TASKS FOR THIS EXERCISE:
**1)** Do these statements agree with the warrant definitions? (a) Common Stock has a par value of $.004 per share. (b) The Exercise Period ends on November 12, 2008. (c) The meaning of "Designated Office" is set forth in Article 9. Answer yes or no for each, quoting the deciding words of the text.
**2)** In the warrant definitions, what does "Commission" mean?
**3)** Retype everything in the warrant definitions from "As used in this" down to "courts and arbitrators.".

EXCERPT TO READ:
* BEGIN *
As used in this Warrant, the following terms have the respective
meanings set forth below:
"Applicable Law" shall mean all laws, rules and regulations applicable
to the Person, conduct, action or covenant in question, including, but not
limited to, all applicable common law and equitable principles, all provisions
of all applicable state and federal constitutions, statutes, rules, regulations
and orders of governmental body, and all orders, judgments and decrees of all
courts and arbitrators.
"Commission" shall mean the Securities and Exchange Commission or any
other federal agency then administering the Securities Act and other federal
securities laws.
"Common Stock" shall mean the common stock, par value $.004 per share,
of the Company and any capital stock into which such common stock shall have
been changed and any other stock resulting from any reclassification of such
stock which is not preferred as to dividends or assets over any other class of
stock which shall be in effect from time to time.
"Designated Office" shall have the meaning set forth in Article 7.
"Exercise Period" shall mean the period commencing on the date hereof
and ending at 5:00 p.m., local time, at the Designated Office on November 12,
2007.
* END *
(Saved data entries)
* BEGIN *
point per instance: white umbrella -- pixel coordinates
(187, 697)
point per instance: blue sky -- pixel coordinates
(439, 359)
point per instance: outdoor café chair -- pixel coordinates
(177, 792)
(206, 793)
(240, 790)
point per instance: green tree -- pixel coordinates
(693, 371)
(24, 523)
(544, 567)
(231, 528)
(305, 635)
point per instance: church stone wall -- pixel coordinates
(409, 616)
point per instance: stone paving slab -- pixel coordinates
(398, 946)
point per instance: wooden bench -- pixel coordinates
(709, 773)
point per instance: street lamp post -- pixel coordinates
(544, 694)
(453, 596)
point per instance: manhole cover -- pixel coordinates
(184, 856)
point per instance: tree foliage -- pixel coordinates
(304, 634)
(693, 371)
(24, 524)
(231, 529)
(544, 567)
* END *
TASK-BY-TASK SOLUTIONS:
**1)**
(a) Yes: "par value $.004 per share"
(b) No: "November 12, 2007"
(c) No: "shall have the meaning set forth in Article 7"

**2)** The Securities and Exchange Commission or any other federal agency then administering the Securities Act and other federal securities laws.

**3)**
As used in this Warrant, the following terms have the respective
meanings set forth below:
"Applicable Law" shall mean all laws, rules and regulations applicable
to the Person, conduct, action or covenant in question, including, but not
limited to, all applicable common law and equitable principles, all provisions
of all applicable state and federal constitutions, statutes, rules, regulations
and orders of governmental body, and all orders, judgments and decrees of all
courts and arbitrators.